#### CHALLENGE:
Rewrite the lines below as a numbered list, skipping any blank lines. Leave out the pictures.

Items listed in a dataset
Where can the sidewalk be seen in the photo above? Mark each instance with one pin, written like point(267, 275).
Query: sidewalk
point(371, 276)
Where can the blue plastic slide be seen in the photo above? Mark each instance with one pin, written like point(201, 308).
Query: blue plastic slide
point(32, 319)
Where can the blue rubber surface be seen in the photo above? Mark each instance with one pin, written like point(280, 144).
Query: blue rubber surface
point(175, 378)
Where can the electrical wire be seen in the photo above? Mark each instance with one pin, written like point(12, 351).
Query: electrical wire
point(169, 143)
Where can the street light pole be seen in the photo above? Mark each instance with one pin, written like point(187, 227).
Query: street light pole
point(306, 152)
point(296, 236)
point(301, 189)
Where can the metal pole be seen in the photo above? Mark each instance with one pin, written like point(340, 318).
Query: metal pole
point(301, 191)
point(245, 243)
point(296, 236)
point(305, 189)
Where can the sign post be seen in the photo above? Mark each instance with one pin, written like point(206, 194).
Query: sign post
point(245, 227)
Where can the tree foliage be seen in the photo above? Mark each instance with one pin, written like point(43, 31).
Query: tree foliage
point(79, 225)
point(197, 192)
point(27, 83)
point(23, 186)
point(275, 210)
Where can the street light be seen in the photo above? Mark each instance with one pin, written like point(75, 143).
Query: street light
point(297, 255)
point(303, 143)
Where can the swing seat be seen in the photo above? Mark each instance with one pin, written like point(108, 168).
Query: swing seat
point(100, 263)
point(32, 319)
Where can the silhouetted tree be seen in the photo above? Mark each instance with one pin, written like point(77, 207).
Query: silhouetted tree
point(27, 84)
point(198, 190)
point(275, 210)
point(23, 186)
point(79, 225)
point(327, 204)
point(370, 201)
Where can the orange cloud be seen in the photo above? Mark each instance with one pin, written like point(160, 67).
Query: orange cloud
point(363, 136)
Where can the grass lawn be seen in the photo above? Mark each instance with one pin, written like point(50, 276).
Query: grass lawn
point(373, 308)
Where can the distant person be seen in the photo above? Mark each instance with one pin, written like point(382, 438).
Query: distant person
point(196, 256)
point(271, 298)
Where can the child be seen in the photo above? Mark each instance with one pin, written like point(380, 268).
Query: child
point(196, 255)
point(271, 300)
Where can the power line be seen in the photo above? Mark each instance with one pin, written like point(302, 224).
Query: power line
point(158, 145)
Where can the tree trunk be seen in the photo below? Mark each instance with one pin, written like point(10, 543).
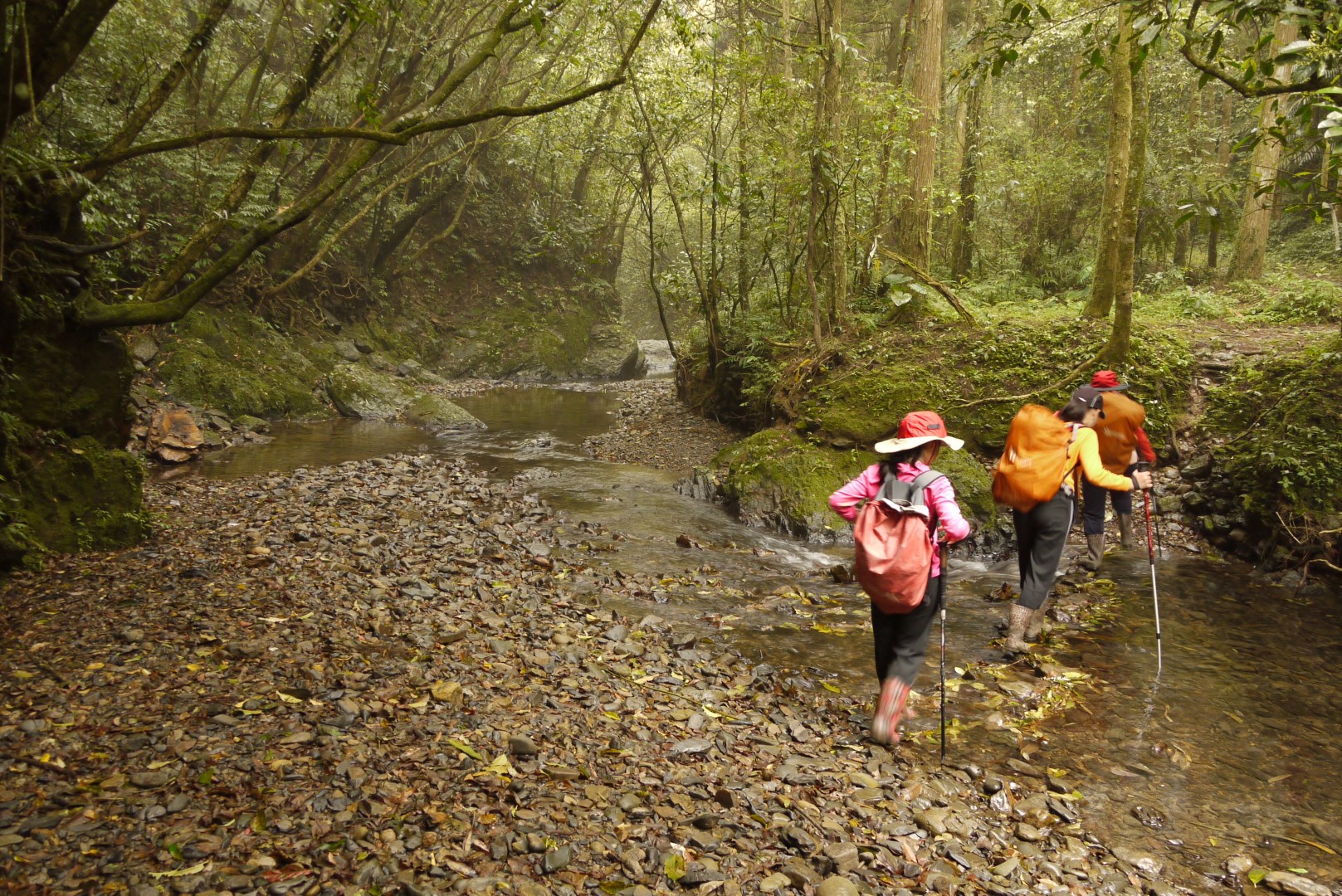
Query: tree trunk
point(1251, 239)
point(1115, 176)
point(1121, 334)
point(915, 217)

#### EXPECTED ANSWER:
1. Where can the sidewalk be seen in the photo above? Mark each instance with one pin, written like point(267, 275).
2. Query: sidewalk
3. point(371, 276)
4. Where can the blue plastic slide be seen in the photo above? Mark each instance with one pin, written like point(201, 308).
5. Query: blue plastic slide
6. point(32, 319)
7. Where can the blue rubber surface be seen in the photo above? Mark each instance with one pin, written like point(280, 144).
8. Query: blue rubber surface
9. point(175, 378)
10. Where can the electrical wire be seen in the photo above? Mark each instance with one pin, written like point(12, 351).
11. Query: electrical wire
12. point(169, 143)
13. Where can the street light pole be seen in the photo above? Mark each instance with one pin, written like point(187, 227).
14. Query: street light pole
15. point(306, 152)
16. point(296, 236)
17. point(301, 189)
18. Where can the metal pole be seen in the photo above? Mark each instance with one pin, written like point(340, 318).
19. Query: metal pole
20. point(301, 191)
21. point(245, 243)
22. point(296, 236)
23. point(305, 189)
24. Where can the sign post be seen in the photo above? Mark each instance with one pin, written like point(206, 194).
25. Query: sign post
26. point(245, 227)
27. Where can the tree foliage be seen in the photo above? Mark each instance with one pin, written like point(43, 31).
28. Query: tree foliage
29. point(79, 225)
30. point(197, 192)
31. point(27, 83)
32. point(23, 186)
33. point(275, 210)
34. Where can the street light be seen in the photo above? Mark each instance with one pin, written like point(75, 143).
35. Query: street light
36. point(297, 255)
37. point(303, 143)
38. Where can the swing seat be seen in the photo above? Mark each instance with one pin, written like point(108, 168).
39. Query: swing seat
40. point(100, 263)
41. point(32, 319)
42. Where can the silhouetted tree be seen in the photo above? Mark each instance with one pin, written like point(77, 207).
43. Query: silhouetted tree
44. point(27, 84)
45. point(198, 190)
46. point(275, 210)
47. point(23, 186)
48. point(79, 225)
49. point(327, 204)
50. point(370, 201)
51. Where can the orange cloud be seen in the photo above? Mark each instance with one pin, written like point(160, 67).
52. Query: orange cloud
53. point(363, 136)
54. Where can the grass lawn be seen in the photo above? Mark each instance with one pin, written like point(50, 276).
55. Query: grass lawn
56. point(373, 308)
57. Where can the distant person be seen in the photo above? Mark each instance with one pin, written like point(382, 438).
58. Query: distant person
59. point(196, 256)
60. point(271, 298)
61. Where can the child be seen in the photo above? Mark each instance with one pin, written like point(380, 268).
62. Query: child
63. point(196, 255)
64. point(271, 300)
65. Where can the power line be seen in the photo above? Mark each instance with one pin, written like point(302, 224).
66. Query: power line
67. point(158, 145)
68. Where can the tree trunk be seen in the photo below? Mark each instance with one pin, written like point(10, 543).
69. Query: tree trunk
70. point(1251, 239)
71. point(1115, 176)
72. point(1121, 334)
73. point(915, 217)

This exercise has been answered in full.